Given passage:
-=-=-
United States Supreme Court C. Douglas Welty
Attorney at Law

A Professional Corporation

Frequently Asked Questions about
Estate Planning, Wills, Trusts, and Probate

  • Will I owe federal or Virginia estate taxes?

The estate tax, sometimes called the “death tax,” is a wealth tax imposed on property left by a deceased person. There are separate federal and state estate taxes. For Virginians dying before July 1, 2007, Virginia's state estate tax began at about 8 percent on estates over $2 million, and rose to about 16 percent for estates over $10 million. Thankfully, the Virginia estate tax has been repealed for the estates of people dying on or after July 1, 2007.

The federal estate tax is being phased out under the Economic Growth and Tax Relief Reconciliation Act of 2001, but it hasn't gone away yet. And it could still return from the grave in 2011 under the sunset provisions of that Act, unless Congress gets moving.

Technically, all estates are liable for estate tax, but each taxpayer has an federal estate tax exclusion (for persons dying in 2008) amount of $2 million. The practical result is that there usually is no estate tax payable if a deceased person who has not made large gifts during his lifetime leaves less than $2 million worth of property. (In 2009, the estate tax exclusion amount will increase to $3.5 million. The estate tax (but not the gift tax) is eliminated entirely in 2010, but is scheduled to return again in 2011.)

This $2 million exclusion sounds like a huge amount to most young families, but in fact, many Northern Virginia homeowners with IRAs or 401(k) retirement plans, a moderate amount of home equity, and reasonable amounts of life insurance and personal savings have "estate net worth" figures approaching or above $2 million. This means that, unless they take action to reduce their estate taxes, every dollar they leave their children above the $2 million exclusion will be taxed at federal rates currently at 45 percent  – with even higher effective rates for many retirement account distributions (which may be subject to income taxes as well as estate taxes).
-=-=-
Your tasks:
a. Using the estate tax FAQ, mark each statement yes or no and quote the words that settle it: (i) Virginia's estate tax no longer applies to people dying on or after July 1, 2007. (ii) The gift tax is eliminated in 2010. (iii) The federal exclusion amount for 2009 is $3.5 million.
b. Answer these from the estate tax FAQ:
(i) What other name is the estate tax sometimes called?
(ii) Which law is phasing out the federal estate tax?
(iii) What is the current federal rate on dollars left above the $2 million exclusion?
c. Echo the part of the estate tax FAQ starting with "Frequently Asked Questions" and going on through "Congress gets moving.".
This material comes from a separate source.

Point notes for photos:
-=-=-
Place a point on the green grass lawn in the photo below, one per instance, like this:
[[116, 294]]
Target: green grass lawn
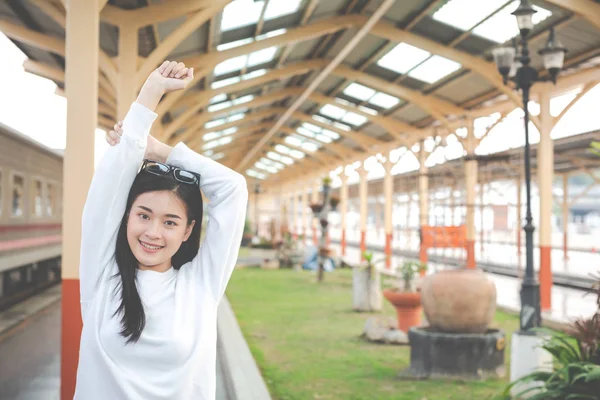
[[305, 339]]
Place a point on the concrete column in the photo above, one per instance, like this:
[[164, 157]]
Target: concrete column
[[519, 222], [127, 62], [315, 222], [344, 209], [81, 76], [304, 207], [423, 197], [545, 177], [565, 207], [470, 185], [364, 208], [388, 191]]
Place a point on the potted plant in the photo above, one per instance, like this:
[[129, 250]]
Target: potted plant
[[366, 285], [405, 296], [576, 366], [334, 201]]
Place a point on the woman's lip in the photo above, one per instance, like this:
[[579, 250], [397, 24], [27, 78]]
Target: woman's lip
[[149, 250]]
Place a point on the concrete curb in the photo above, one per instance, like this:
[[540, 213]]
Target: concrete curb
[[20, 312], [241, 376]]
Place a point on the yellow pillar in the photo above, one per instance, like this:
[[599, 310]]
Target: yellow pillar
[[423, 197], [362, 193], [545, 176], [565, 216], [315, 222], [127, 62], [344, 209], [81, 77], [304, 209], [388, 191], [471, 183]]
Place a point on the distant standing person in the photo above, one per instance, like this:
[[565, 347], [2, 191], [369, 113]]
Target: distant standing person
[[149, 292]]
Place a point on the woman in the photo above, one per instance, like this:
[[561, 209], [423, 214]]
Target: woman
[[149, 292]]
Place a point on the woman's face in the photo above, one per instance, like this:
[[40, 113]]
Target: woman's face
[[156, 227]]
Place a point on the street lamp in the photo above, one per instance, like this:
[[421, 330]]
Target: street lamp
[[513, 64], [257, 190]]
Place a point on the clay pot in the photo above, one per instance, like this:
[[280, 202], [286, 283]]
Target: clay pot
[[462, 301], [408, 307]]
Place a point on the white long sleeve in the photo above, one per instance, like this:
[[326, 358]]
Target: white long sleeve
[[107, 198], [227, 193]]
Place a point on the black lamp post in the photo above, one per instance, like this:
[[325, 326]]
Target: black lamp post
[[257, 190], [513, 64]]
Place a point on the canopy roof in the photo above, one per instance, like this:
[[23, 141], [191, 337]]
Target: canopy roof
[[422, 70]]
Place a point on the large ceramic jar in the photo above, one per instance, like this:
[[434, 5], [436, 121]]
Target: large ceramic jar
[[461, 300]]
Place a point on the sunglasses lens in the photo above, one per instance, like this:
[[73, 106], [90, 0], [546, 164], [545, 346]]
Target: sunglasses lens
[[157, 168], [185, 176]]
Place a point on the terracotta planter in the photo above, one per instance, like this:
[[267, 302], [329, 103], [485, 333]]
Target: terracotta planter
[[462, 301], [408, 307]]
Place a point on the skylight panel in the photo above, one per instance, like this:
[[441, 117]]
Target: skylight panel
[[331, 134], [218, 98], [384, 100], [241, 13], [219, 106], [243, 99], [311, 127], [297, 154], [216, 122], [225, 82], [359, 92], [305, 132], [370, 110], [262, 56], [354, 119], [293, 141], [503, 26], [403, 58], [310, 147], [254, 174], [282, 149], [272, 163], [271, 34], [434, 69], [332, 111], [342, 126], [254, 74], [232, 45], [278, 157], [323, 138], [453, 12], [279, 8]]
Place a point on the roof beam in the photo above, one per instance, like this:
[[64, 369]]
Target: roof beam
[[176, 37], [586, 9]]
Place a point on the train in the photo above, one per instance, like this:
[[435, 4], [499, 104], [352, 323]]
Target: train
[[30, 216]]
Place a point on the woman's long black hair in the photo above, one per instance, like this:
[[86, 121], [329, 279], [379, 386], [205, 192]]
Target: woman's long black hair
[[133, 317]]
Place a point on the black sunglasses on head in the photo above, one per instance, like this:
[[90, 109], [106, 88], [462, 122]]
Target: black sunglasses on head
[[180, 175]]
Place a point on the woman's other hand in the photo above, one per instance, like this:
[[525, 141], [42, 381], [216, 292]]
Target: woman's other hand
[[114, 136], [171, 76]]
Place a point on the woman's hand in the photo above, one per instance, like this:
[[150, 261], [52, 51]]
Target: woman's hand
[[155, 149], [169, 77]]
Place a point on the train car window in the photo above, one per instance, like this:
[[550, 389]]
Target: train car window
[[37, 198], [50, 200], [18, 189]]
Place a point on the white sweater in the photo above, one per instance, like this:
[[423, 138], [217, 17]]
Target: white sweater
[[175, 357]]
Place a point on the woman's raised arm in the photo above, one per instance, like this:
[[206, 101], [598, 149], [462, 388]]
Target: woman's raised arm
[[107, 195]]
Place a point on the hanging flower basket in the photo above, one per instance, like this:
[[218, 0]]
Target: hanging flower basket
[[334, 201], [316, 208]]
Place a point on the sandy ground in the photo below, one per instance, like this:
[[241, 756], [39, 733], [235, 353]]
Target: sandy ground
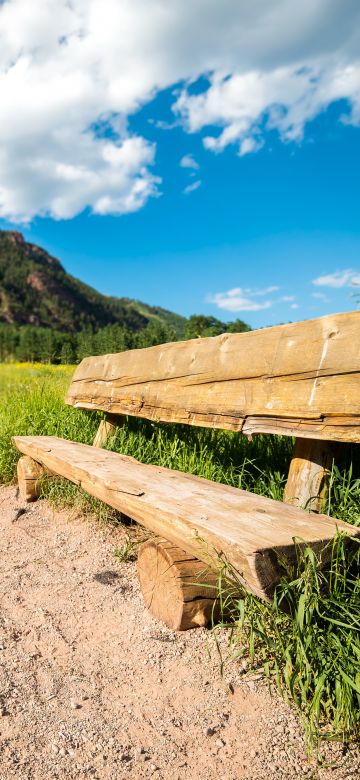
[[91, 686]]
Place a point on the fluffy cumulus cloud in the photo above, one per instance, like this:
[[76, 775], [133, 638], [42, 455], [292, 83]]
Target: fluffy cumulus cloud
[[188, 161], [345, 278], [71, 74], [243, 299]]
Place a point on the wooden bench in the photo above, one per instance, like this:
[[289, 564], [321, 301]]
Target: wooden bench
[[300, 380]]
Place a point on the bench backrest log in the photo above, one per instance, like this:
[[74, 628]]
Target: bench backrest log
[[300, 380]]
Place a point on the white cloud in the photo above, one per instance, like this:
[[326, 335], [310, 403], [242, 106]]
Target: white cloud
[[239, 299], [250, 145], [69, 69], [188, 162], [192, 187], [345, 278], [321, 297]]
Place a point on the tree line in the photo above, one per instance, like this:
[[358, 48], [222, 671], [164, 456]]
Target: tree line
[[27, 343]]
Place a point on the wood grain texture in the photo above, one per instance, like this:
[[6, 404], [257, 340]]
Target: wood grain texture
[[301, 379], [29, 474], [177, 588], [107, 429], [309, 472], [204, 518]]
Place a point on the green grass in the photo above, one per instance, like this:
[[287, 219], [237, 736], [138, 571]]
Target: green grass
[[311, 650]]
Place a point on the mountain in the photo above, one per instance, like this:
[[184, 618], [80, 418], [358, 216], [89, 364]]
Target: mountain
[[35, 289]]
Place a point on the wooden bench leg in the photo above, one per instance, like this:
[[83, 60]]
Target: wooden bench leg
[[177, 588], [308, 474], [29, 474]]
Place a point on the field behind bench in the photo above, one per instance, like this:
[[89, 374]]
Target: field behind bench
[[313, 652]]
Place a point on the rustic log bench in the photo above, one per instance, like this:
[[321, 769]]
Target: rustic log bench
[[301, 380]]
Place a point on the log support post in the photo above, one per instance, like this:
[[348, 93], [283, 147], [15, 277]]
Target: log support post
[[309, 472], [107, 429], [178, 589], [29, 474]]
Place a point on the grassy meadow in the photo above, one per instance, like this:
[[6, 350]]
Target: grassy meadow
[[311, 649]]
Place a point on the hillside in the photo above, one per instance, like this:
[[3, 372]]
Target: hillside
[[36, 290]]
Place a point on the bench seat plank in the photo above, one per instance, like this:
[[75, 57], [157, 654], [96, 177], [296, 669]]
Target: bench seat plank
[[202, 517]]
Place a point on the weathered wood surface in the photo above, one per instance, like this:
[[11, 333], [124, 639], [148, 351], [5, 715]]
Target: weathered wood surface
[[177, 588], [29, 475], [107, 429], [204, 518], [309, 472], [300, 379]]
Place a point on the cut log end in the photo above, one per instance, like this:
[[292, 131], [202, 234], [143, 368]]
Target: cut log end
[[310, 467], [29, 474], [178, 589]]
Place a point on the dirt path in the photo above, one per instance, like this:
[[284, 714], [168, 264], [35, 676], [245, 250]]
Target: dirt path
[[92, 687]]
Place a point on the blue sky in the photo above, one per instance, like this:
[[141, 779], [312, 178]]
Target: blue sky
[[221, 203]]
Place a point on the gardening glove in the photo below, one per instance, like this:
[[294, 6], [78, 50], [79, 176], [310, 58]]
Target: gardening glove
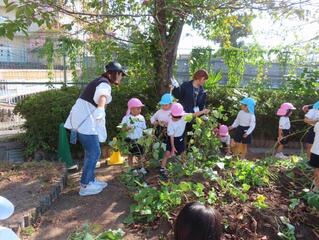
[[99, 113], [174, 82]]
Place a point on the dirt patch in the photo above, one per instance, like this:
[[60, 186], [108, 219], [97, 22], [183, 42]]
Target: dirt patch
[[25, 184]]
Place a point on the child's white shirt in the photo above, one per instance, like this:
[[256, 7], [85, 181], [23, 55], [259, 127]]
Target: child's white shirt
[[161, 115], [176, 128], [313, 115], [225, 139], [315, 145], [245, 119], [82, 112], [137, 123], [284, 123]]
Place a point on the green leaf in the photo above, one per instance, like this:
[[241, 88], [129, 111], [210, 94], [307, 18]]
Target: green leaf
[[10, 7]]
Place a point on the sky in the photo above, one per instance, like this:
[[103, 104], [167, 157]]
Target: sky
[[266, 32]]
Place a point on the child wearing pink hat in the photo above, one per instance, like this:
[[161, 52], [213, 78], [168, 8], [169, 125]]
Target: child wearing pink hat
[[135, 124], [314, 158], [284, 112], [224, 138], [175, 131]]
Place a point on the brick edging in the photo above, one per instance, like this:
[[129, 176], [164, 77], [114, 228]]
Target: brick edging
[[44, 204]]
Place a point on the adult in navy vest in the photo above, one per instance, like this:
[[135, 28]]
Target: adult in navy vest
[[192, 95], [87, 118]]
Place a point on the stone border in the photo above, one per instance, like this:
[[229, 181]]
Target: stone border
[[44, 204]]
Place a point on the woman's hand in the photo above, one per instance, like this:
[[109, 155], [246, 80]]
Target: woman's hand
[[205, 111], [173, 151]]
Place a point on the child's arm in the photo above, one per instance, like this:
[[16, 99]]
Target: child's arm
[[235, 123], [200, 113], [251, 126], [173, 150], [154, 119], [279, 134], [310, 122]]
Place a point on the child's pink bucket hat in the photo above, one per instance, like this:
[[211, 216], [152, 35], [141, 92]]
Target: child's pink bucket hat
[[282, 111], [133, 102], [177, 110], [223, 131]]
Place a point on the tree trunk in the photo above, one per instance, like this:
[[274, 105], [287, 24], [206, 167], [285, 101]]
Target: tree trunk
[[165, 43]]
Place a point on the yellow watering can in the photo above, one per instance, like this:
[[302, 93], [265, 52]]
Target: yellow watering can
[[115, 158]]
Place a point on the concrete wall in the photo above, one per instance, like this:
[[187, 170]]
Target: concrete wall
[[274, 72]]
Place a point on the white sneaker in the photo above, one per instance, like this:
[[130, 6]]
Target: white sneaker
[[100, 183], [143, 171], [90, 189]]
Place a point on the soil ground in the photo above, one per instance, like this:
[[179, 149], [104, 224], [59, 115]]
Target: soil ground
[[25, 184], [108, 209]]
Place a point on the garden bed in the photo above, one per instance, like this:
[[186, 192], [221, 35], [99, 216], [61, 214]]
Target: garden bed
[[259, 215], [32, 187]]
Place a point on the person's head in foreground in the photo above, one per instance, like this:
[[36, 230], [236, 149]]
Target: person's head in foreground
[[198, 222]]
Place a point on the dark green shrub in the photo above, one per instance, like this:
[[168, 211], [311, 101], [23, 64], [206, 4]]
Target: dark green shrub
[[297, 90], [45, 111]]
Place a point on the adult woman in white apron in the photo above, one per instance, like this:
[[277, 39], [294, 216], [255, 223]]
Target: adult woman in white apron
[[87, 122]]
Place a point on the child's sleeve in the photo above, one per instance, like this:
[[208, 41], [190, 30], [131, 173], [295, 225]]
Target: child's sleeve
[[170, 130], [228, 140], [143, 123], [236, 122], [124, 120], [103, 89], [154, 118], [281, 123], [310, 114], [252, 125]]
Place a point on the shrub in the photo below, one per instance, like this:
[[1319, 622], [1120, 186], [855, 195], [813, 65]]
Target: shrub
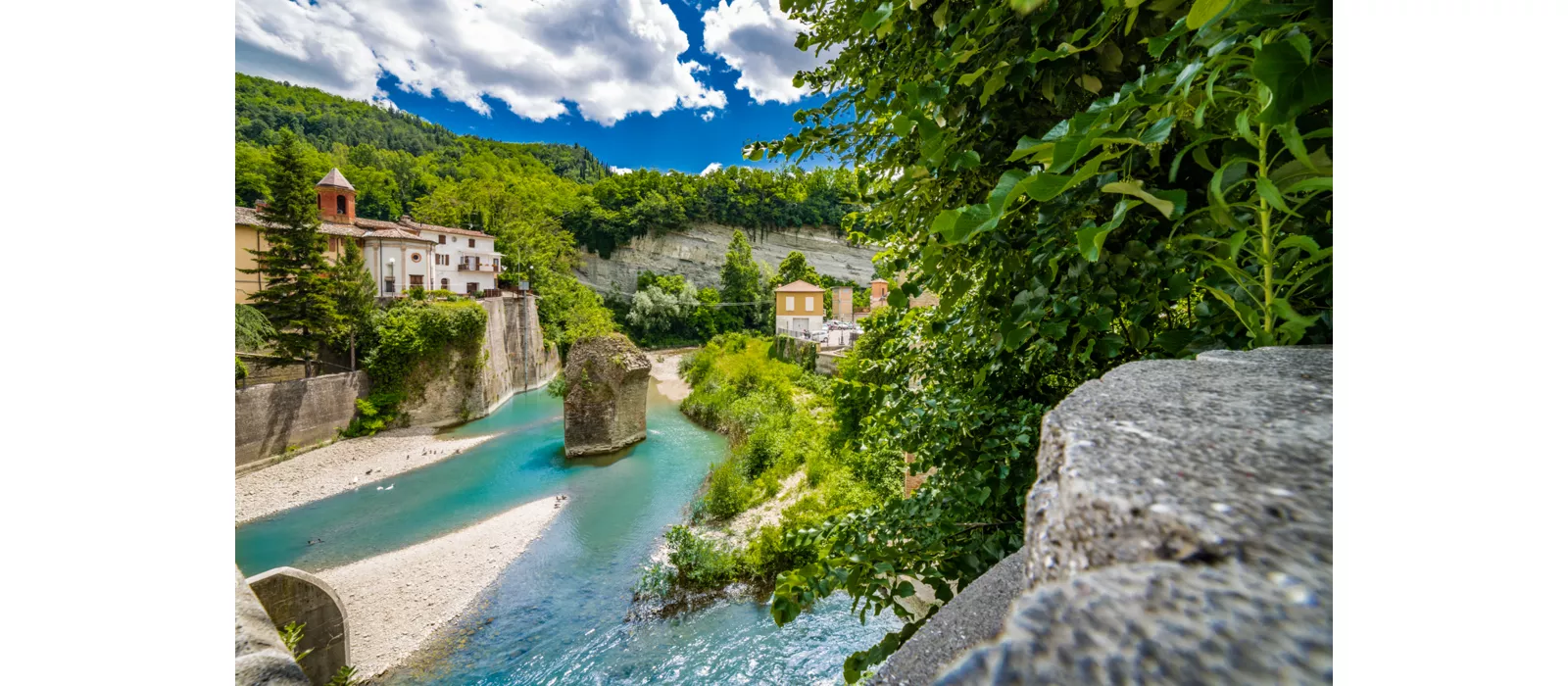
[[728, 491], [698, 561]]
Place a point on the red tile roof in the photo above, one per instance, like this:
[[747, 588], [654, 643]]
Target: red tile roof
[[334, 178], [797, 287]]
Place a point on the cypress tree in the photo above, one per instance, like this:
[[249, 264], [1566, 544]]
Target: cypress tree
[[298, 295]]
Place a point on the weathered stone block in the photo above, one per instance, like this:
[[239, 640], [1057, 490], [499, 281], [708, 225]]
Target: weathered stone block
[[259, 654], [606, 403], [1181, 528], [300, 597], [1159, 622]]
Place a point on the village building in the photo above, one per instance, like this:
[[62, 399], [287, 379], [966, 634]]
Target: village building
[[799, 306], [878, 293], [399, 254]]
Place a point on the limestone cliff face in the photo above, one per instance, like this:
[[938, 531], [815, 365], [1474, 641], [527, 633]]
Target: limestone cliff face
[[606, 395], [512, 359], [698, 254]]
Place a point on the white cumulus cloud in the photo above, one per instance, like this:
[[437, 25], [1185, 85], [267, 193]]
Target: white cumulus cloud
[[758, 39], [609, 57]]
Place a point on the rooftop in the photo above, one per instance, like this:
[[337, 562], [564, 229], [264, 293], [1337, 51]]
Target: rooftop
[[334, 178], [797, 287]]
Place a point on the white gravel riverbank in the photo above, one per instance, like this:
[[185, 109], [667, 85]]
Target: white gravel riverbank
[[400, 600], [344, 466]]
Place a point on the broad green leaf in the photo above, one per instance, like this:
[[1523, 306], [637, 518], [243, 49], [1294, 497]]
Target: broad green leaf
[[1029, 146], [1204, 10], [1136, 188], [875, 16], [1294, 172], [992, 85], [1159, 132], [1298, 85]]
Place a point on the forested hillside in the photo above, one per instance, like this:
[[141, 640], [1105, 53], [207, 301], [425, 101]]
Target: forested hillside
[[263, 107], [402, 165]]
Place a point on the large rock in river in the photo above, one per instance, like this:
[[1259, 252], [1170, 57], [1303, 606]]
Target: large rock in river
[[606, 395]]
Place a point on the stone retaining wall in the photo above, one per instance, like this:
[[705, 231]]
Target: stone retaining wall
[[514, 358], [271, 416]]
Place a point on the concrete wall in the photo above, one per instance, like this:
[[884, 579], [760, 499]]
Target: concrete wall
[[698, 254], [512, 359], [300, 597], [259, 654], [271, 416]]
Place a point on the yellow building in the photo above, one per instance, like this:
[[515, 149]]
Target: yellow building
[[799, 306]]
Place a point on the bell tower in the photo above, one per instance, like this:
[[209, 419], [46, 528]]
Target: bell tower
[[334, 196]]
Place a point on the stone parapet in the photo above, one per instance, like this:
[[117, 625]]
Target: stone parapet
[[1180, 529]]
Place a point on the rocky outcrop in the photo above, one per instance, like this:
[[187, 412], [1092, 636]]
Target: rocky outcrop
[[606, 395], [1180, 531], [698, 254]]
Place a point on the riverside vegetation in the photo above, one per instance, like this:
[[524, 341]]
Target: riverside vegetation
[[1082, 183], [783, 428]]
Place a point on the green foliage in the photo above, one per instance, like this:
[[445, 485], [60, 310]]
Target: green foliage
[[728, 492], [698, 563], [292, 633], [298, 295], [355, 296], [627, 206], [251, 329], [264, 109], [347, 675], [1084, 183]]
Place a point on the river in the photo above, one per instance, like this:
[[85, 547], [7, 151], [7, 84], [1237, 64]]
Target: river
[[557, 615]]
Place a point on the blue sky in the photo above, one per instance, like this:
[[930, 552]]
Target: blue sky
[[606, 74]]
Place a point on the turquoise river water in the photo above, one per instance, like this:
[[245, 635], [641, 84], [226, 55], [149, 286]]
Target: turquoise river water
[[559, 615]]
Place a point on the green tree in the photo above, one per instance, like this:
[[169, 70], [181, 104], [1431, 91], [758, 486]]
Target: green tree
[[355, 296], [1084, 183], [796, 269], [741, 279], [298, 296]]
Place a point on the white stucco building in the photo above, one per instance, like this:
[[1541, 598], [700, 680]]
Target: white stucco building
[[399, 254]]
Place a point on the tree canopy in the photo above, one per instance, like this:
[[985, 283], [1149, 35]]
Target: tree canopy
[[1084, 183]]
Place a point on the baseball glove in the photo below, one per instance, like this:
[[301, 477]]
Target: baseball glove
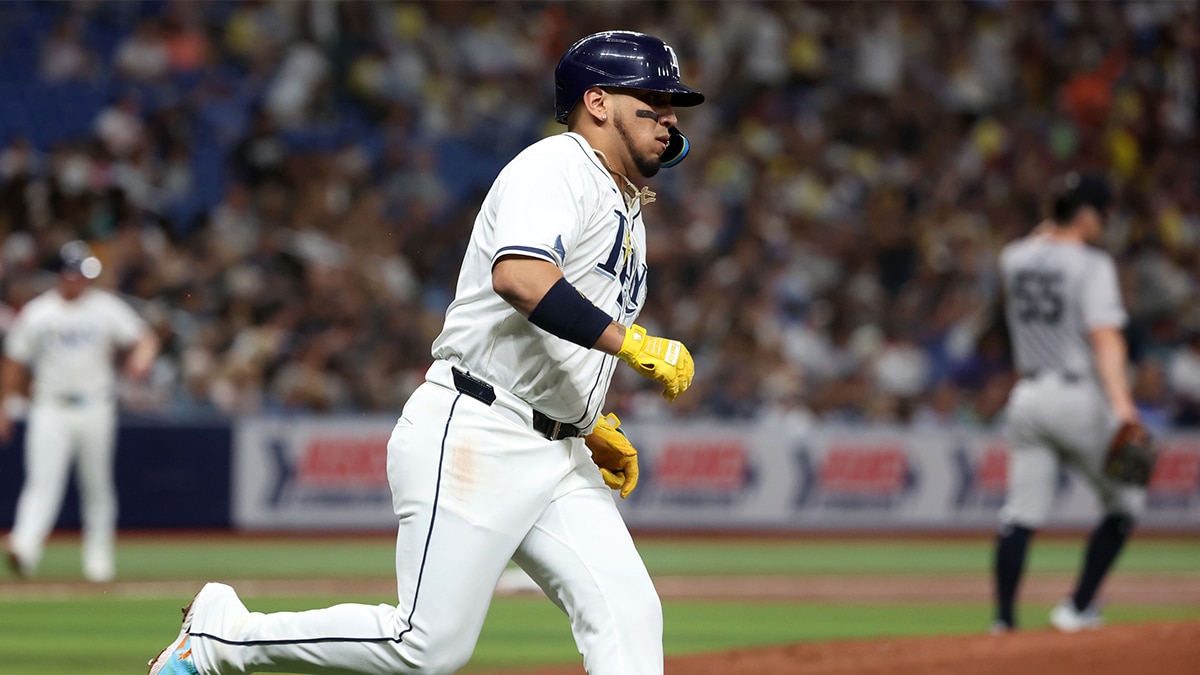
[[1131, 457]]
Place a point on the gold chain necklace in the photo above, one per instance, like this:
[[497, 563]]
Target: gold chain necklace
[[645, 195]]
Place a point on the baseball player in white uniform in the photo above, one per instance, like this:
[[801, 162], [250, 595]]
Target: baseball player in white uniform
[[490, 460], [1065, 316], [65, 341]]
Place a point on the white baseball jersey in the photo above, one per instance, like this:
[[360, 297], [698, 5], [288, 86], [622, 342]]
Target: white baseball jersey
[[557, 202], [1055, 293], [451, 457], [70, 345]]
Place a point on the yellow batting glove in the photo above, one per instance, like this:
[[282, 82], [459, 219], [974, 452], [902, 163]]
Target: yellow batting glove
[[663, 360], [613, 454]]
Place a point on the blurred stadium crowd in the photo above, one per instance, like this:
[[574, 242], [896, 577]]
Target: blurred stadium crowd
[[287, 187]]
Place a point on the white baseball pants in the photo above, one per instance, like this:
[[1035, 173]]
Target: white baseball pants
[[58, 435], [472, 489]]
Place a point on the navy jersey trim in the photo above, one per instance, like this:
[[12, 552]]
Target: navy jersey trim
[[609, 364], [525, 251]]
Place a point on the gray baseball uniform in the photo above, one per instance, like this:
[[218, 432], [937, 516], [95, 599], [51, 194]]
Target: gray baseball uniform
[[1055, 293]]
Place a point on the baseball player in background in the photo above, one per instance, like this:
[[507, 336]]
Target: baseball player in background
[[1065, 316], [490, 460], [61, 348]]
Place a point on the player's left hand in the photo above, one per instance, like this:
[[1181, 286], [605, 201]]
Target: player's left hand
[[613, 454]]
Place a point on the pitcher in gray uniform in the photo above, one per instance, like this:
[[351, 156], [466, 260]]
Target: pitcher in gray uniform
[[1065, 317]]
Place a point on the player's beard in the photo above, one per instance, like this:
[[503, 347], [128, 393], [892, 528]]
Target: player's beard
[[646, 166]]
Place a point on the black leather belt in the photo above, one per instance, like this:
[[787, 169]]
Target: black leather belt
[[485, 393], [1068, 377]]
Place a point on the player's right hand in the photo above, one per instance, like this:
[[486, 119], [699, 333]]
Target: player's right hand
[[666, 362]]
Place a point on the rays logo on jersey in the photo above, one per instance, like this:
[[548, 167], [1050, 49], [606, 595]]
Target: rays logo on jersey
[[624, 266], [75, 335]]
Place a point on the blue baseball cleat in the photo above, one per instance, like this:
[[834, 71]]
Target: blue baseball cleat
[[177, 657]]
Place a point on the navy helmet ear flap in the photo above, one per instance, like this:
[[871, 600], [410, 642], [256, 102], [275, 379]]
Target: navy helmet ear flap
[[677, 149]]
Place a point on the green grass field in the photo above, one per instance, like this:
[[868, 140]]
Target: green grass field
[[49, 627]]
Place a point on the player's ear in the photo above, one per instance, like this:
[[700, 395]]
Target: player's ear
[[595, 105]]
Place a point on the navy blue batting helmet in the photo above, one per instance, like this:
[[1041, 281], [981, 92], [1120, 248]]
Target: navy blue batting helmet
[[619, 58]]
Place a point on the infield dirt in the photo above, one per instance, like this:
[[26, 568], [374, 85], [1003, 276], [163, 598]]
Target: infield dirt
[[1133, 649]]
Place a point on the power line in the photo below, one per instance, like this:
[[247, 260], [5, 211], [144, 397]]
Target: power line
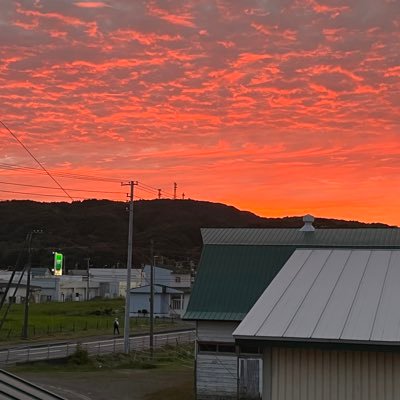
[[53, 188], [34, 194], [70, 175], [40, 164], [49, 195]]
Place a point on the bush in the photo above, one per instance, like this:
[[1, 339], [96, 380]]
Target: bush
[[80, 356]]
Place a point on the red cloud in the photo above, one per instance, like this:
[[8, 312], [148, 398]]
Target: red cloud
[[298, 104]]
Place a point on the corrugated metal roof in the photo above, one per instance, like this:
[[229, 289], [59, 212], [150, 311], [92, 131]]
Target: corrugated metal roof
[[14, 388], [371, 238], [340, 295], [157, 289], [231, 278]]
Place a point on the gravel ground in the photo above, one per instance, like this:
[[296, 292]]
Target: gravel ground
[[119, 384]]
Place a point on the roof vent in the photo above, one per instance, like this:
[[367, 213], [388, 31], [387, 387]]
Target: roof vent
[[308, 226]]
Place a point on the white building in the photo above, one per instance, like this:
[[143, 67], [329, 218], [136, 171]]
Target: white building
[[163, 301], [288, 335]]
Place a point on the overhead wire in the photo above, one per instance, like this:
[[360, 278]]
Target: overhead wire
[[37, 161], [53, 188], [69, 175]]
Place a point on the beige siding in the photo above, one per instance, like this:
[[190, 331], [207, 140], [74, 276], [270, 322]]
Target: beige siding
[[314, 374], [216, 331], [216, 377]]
-=-=-
The replies:
a.
(i) Yes: "the Virginia estate tax has been repealed for the estates of people dying on or after July 1, 2007."
(ii) No: "The estate tax (but not the gift tax) is eliminated entirely in 2010"
(iii) Yes: "In 2009, the estate tax exclusion amount will increase to $3.5 million."

b.
(i) The "death tax"
(ii) The Economic Growth and Tax Relief Reconciliation Act of 2001
(iii) 45 percent

c.
Frequently Asked Questions about
Estate Planning, Wills, Trusts, and Probate

  • Will I owe federal or Virginia estate taxes?

The estate tax, sometimes called the “death tax,” is a wealth tax imposed on property left by a deceased person. There are separate federal and state estate taxes. For Virginians dying before July 1, 2007, Virginia's state estate tax began at about 8 percent on estates over $2 million, and rose to about 16 percent for estates over $10 million. Thankfully, the Virginia estate tax has been repealed for the estates of people dying on or after July 1, 2007.

The federal estate tax is being phased out under the Economic Growth and Tax Relief Reconciliation Act of 2001, but it hasn't gone away yet. And it could still return from the grave in 2011 under the sunset provisions of that Act, unless Congress gets moving.